TAREFA PROPOSTA 1 —
Segundo a reportagem sobre os dados de emprego, qual é o único indicador mensal que cobre o interior do país?

TRECHO DO DOCUMENTO —
════════════════

São Paulo, domingo, 16 de maio de 2004

Texto Anterior | Próximo Texto | Índice

JOGO DE NÚMEROS

Resultados contraditórios e falta de pesquisas no interior criam dúvidas sobre rumos do mercado de trabalho

Apagão estatístico distorce dados de emprego

CLAUDIA ROLLI
FÁTIMA FERNANDES
DA REPORTAGEM LOCAL

Metodologias diferentes e um apagão estatístico no interior do país distorcem os dados sobre desemprego no Brasil e transformam esses números em instrumento de uso político.
O governo federal anuncia, mês a mês, o crescimento de empregos formais no país -principalmente no interior-, com base em dados do Caged (Cadastro Geral de Empregados e Desempregados). Já o IBGE, a Fundação Seade e o Dieese ressaltam o crescimento do desemprego, a partir de pesquisas feitas em regiões metropolitanas com base em entrevistas na casa dos trabalhadores.
A seis meses das eleições municipais, a falta de sintonia desses indicadores leva governo e oposição a utilizarem os resultados de cada uma dessas pesquisas de acordo com seus interesses. O governo ressalta o aumento do emprego. A oposição, a falta deles.
O principal foco dessa confusão deve-se ao fato de que não há pesquisas mensais que mostrem quantas pessoas trabalham, procuram por vagas e perdem o emprego fora das metrópoles.
O Caged, único indicador mensal que cobre o interior, não se presta a essa função por estar restrito ao setor privado formal e ser apenas um cadastro de dados, e não uma pesquisa.
Todas as empresas são obrigadas a informar mensalmente ao Caged o volume de admissões e demissões. O problema é que elas geralmente atrasam a entrega de dados, ou deixam de informá-los.

════════════════

TAREFA PROPOSTA 2 —
Troque "Objective" por "Goal" nas entradas, começando na linha que contém "Objective — indicate one point on every instance of the honor" e terminando no fim das entradas. Reproduza apenas essas linhas, sem mudar mais nada.

(Linhas de um conjunto de dados de apontamento)

════════════════

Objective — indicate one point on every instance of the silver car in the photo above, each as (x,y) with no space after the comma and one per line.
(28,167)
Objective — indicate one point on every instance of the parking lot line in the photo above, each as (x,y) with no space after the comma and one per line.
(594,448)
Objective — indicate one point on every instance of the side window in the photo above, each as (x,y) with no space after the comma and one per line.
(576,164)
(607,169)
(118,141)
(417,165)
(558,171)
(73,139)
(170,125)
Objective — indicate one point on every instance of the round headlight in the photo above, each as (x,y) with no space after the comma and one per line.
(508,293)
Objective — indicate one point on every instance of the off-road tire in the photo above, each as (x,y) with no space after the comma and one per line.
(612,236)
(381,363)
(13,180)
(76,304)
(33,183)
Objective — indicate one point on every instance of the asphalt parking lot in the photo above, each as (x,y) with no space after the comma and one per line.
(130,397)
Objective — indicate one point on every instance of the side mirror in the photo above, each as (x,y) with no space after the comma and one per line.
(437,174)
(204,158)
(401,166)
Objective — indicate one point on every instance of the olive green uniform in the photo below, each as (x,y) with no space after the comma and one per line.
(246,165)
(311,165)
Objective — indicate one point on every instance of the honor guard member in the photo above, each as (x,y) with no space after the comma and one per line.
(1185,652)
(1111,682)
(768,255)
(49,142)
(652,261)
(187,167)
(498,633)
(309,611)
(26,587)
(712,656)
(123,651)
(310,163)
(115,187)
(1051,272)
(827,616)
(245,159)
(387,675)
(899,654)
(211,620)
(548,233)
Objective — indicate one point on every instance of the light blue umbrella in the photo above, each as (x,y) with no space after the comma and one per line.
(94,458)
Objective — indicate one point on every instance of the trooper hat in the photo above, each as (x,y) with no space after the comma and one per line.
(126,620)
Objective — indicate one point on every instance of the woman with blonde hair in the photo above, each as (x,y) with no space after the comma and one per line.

════════════════

RESPOSTA DA TAREFA 1 —
O Caged (Cadastro Geral de Empregados e Desempregados).

RESPOSTA DA TAREFA 2 —
Goal — indicate one point on every instance of the honor guard member in the photo above, each as (x,y) with no space after the comma and one per line.
(1185,652)
(1111,682)
(768,255)
(49,142)
(652,261)
(187,167)
(498,633)
(309,611)
(26,587)
(712,656)
(123,651)
(310,163)
(115,187)
(1051,272)
(827,616)
(245,159)
(387,675)
(899,654)
(211,620)
(548,233)
Goal — indicate one point on every instance of the light blue umbrella in the photo above, each as (x,y) with no space after the comma and one per line.
(94,458)
Goal — indicate one point on every instance of the trooper hat in the photo above, each as (x,y) with no space after the comma and one per line.
(126,620)
Goal — indicate one point on every instance of the woman with blonde hair in the photo above, each as (x,y) with no space after the comma and one per line.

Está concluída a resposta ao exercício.